**SUPPLIED INFORMATION:**
══════════════════════════════

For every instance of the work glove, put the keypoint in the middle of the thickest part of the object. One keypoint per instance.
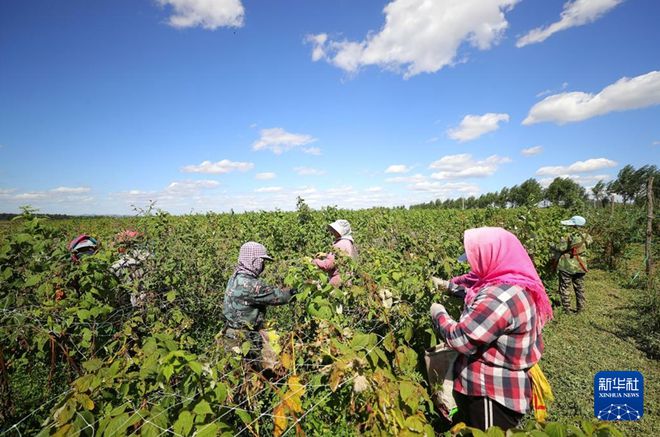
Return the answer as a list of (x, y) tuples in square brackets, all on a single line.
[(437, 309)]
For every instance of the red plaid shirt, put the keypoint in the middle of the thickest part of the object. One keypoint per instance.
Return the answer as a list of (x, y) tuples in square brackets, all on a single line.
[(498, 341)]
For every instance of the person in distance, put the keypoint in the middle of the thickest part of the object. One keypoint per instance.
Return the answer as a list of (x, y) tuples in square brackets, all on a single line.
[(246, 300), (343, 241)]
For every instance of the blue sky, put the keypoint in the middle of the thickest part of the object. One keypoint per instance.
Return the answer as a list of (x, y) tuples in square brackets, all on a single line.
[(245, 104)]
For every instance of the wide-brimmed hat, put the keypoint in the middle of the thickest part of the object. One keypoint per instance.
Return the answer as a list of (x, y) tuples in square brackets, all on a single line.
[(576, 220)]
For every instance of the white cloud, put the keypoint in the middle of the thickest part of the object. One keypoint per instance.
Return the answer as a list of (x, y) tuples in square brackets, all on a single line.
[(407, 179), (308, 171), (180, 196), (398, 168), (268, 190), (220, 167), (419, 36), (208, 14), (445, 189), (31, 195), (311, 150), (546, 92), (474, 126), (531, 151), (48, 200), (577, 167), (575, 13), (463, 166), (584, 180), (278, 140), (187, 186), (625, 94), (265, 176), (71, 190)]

══════════════════════════════

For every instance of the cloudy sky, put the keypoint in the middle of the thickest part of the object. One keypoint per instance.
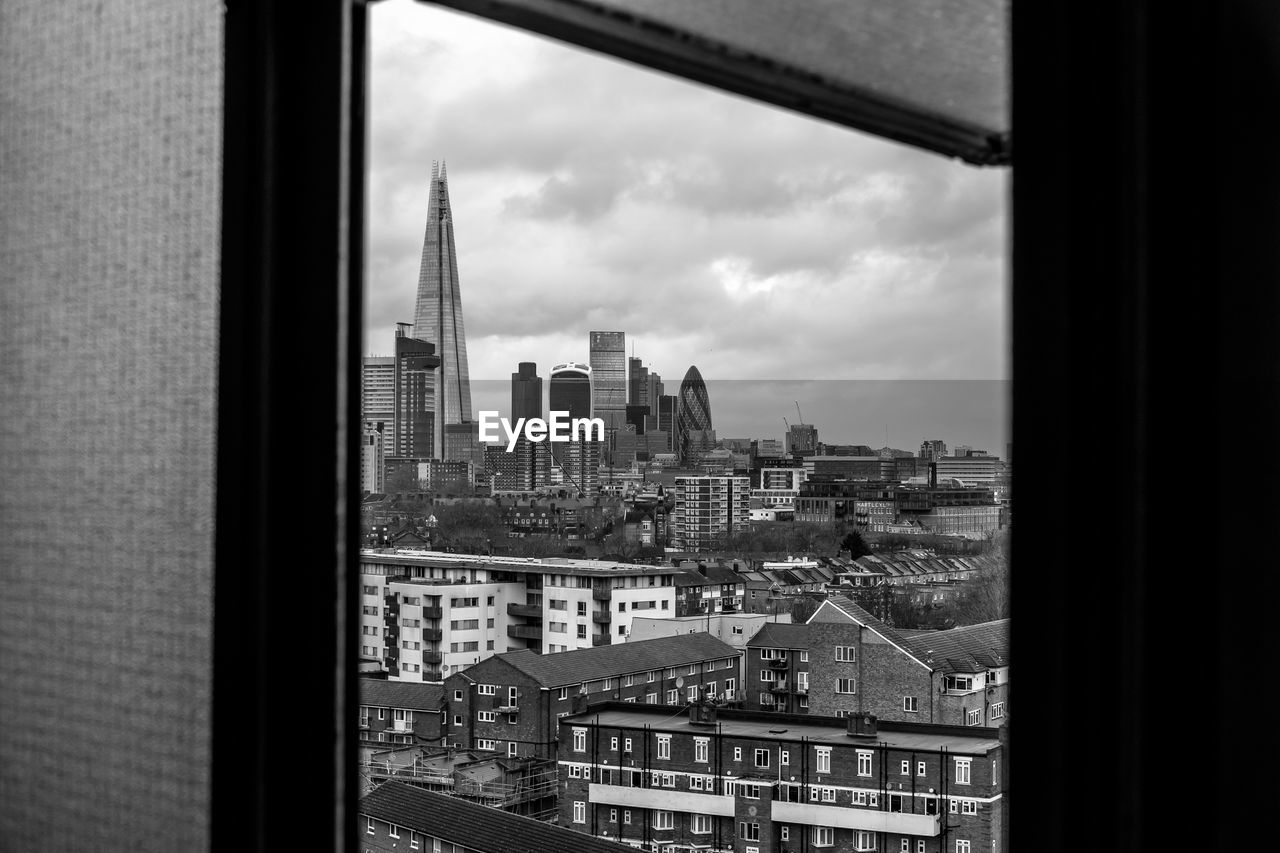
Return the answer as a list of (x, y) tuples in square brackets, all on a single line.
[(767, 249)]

══════════════════════════════

**AIM OF THE EXERCISE:** Pictures do not belong in the answer. Return the lines above starting at the one with "For every instance of the work" and ending at the one with "For every instance of the person", both kept, exactly.

**ANSWER BOX:**
For every instance of the work glove, put the keypoint in the middle of the thickest part of the object. One keypoint per instance.
Return the answer as a list of (x, y) tuples in square brackets, all on a single line.
[(437, 309)]
For every instance of the red plaid shirt, put the keypoint in the middle of the thickest part of the object. One keypoint per instance.
Return the answer as a list of (x, y) tuples in square brackets, all on a single line.
[(498, 341)]
For every instance of the person in distance, put the keypoint in the middle of the thickest part of the object. One keypoint per instance.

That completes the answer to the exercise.